(Activity list):
1) Write out the part of the forum thread about Hyoscyamine and Dicyclomine that runs from "# Anyone had" to "really be appreciated.".
2) Answer these questions about the forum thread on Hyoscyamine and Dicyclomine.
(a) On what date did jnatoli post?
(b) Which medication did the doctor prescribe first?
(c) What daily dose of Effexor XR does the poster take?

(Extract to read):
↓

# Anyone had nervousness/anxiety with Hyoscyamine or Dicyclomine?



## jnatoli (Jun 8, 2004)

Hello all--I was recently diagnosed with IBS, with part of my problem being spasms in my colon. Doc gave me Hyoscyamine first, but it made me really loopy and EXTREMELY nervous/anxious/agitated.I told him and he's having me try Dicyclomine...and although I don't have the dizziness, etc, I'm still experiencing severe anxiousness and irritability.FYI--I take Effexor XR, 75mg daily...and to be honest, my first thought is that the anti-spasm meds are counterracting the Effexor!Anyway--has anyone experienced this? If so, what did you DO about it?I'm really frustrated (and so is my wife) with the side-effects. Any info/advice/etc. would really be appreciated.


----------



## LD1 (Jan 20, 2004)

↑

(Information provided):
↓

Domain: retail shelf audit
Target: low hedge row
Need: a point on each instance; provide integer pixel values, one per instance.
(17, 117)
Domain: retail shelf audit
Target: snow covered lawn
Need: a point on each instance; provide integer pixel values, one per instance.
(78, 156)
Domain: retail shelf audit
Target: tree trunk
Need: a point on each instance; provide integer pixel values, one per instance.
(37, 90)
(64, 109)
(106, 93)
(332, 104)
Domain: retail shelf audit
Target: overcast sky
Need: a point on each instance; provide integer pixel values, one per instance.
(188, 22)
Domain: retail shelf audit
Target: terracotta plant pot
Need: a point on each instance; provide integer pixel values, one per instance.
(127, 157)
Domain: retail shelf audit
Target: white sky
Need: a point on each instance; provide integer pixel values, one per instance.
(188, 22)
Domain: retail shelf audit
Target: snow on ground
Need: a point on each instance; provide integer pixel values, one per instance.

↑
↓

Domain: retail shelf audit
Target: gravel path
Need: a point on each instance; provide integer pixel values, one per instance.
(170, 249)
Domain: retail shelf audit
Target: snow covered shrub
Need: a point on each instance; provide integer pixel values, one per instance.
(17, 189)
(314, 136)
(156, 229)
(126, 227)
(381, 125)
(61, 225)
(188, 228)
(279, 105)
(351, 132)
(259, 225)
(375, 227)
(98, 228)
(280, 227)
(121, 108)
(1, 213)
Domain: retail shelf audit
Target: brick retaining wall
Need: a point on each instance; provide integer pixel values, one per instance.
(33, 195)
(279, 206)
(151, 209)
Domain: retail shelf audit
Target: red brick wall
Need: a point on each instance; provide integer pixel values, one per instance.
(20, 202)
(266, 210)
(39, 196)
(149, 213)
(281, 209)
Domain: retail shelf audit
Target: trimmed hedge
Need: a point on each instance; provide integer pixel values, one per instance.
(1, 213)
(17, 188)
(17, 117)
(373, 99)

↑

(Results for the exercise):
1)
# Anyone had nervousness/anxiety with Hyoscyamine or Dicyclomine?



## jnatoli (Jun 8, 2004)

Hello all--I was recently diagnosed with IBS, with part of my problem being spasms in my colon. Doc gave me Hyoscyamine first, but it made me really loopy and EXTREMELY nervous/anxious/agitated.I told him and he's having me try Dicyclomine...and although I don't have the dizziness, etc, I'm still experiencing severe anxiousness and irritability.FYI--I take Effexor XR, 75mg daily...and to be honest, my first thought is that the anti-spasm meds are counterracting the Effexor!Anyway--has anyone experienced this? If so, what did you DO about it?I'm really frustrated (and so is my wife) with the side-effects. Any info/advice/etc. would really be appreciated.

2)
(a) Jun 8, 2004
(b) Hyoscyamine
(c) 75mg